Tout d’abord son enclavement qui le coupe des accès vitaux aux mers chaudes. Cette réalité physique a deux conséquences : elle pousse les dirigeants russes à forcer le passage vers les espaces maritimes au détriment bien sûr de leurs voisins, et elle entretient chez eux un très puissant complexe de l’encerclement qui doit être brisé, par la force s’il le faut. Je ne sais pas si Poutine est paranoïaque. Ce qui est certain en revanche, c’est que les régimes et les peuples encerclés le sont tous, depuis l’Allemagne de Guillaume II jusqu’à l’Iran des Mollahs.
On le sait, la politique d’un pays est inscrite dans sa géographie comme disait un empereur français
Ensuite, la vulnérabilité dont souffre la terre russe. N’étant pas protégée par des barrières physiques, elle est ouverte aux invasions, venues des steppes de l’Est ou des plaines de l’Ouest, de cet espace polono-ukrainien que les envahisseurs occidentaux ont toujours emprunté (Suédois, Polonais, Français et Allemands). L’effet sur la politique russe est dès lors aussi fort qu’immédiat : il faut protéger le pays et ses centres vitaux situés eux aussi trop à l’Ouest. Pour ce faire, deux solutions s’imposent : repousser au maximum les frontières – ce que ses voisins baltes et polonais interprètent fort légitimement comme une politique agressive – ou établir le long de la frontière occidentale un glacis protecteur. On comprend dès lors sans difficulté les raisons de l’opposition forcenée de Moscou à l’extension de l’OTAN. Bref, plus la Russie a peur, plus elle s’étend, et plus elle fait peur, « comme si, écrit Henry Kissinger, traverser la moitié du monde lui avait valu plus d’ennemis potentiels que de gains de sécurité. ».

SÉRIE D'EXERCICES:
**a)** Recopiez le texte sur la géographie de la Russie en commençant à "Tout d’abord son" et en terminant à "l’Iran des Mollahs.", et rebaptisez "mers chaudes" en "mers tempérées".
**b)** Poursuivez le texte sur la géographie de la Russie après sa dernière phrase.

[Annotations des contours d'objets]
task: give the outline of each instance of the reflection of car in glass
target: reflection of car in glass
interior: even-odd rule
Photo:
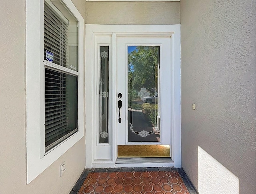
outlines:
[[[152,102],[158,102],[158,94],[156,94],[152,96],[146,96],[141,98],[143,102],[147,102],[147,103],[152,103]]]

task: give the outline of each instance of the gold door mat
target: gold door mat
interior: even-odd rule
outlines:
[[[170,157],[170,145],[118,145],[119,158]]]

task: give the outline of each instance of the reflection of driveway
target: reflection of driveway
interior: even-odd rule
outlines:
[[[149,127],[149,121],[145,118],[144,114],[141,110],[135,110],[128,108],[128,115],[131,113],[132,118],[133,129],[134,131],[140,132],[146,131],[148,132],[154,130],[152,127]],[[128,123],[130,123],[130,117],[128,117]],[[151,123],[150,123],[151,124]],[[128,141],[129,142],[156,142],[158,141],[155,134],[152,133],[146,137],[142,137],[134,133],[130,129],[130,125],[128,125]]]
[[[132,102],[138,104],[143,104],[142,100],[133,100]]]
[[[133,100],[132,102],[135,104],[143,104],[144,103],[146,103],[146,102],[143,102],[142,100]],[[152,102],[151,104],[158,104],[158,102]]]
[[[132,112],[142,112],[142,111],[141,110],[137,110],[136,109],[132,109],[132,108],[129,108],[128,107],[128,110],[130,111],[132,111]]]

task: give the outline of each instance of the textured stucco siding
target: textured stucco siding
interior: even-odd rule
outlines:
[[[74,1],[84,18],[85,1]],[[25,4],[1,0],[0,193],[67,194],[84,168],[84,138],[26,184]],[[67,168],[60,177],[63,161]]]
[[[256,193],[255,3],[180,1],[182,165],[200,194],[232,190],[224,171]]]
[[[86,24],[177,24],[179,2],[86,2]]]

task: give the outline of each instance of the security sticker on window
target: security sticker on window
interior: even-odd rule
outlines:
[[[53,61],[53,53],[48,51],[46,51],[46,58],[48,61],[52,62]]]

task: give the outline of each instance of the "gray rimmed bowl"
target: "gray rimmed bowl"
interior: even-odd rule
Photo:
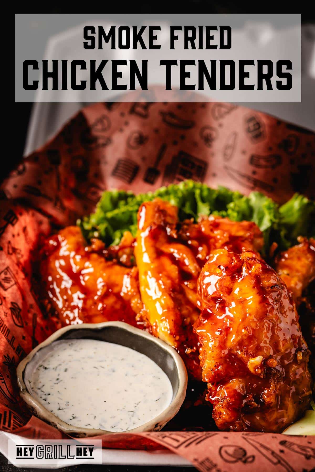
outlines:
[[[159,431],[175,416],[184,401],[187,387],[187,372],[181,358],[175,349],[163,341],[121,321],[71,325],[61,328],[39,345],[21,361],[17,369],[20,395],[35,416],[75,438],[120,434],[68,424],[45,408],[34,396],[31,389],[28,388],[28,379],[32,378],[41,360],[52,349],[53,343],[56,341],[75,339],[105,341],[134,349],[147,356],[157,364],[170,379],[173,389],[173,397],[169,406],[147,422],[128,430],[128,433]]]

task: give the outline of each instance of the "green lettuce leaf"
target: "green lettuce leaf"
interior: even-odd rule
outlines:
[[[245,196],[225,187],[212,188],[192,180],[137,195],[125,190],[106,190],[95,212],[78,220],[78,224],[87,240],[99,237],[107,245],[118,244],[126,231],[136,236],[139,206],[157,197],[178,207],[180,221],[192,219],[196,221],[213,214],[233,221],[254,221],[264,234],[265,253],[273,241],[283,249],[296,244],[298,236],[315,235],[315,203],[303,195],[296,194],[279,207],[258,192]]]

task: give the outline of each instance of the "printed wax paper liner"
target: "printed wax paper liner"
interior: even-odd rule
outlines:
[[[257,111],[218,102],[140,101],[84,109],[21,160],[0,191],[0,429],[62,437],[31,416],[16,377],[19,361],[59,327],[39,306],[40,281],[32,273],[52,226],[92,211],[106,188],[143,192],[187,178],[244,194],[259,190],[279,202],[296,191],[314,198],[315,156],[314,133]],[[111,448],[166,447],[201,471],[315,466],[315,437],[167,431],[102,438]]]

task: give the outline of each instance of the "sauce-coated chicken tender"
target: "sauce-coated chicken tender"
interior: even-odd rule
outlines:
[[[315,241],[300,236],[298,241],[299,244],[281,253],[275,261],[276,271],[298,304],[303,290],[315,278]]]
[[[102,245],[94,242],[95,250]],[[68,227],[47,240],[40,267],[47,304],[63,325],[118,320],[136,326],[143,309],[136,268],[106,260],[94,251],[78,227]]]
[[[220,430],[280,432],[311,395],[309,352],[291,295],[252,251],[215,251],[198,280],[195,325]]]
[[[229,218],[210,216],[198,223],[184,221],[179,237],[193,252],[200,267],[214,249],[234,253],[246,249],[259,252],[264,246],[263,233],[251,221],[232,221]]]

CORRIGÉS:
**a)**
Tout d’abord son enclavement qui le coupe des accès vitaux aux mers tempérées. Cette réalité physique a deux conséquences : elle pousse les dirigeants russes à forcer le passage vers les espaces maritimes au détriment bien sûr de leurs voisins, et elle entretient chez eux un très puissant complexe de l’encerclement qui doit être brisé, par la force s’il le faut. Je ne sais pas si Poutine est paranoïaque. Ce qui est certain en revanche, c’est que les régimes et les peuples encerclés le sont tous, depuis l’Allemagne de Guillaume II jusqu’à l’Iran des Mollahs.

**b)**
L’incontournable Jacques Bainville posait la bonne question : « Qu’est-ce qu’un homme d’Etat qui ne connaît pas l’Histoire ? » Cette méconnaissance de l’histoire profonde de la Russie nous coûte très cher aujourd’hui. Les Russes ne sont pas engagés dans une compétition avec l’Occident à la différence de la Chine. Ils n’en ont pas les moyens. Ils veulent traiter d’égal à égal avec les Etats-Unis et être respectés. La Russie, la Turquie et la Chine ont en commun la conviction que le XXIe siècle sera le siècle de leur revanche sur l’Occident, sur les humiliations qu’il leur infligea non seulement aux XIXe-XXe siècles, mais aussi lors de ce cycle des années 1990-2000 où il se crut le maître du monde, attaquant des pays souverains au nom des droits de l’homme. Il faut le savoir et nous adapter à cette réalité.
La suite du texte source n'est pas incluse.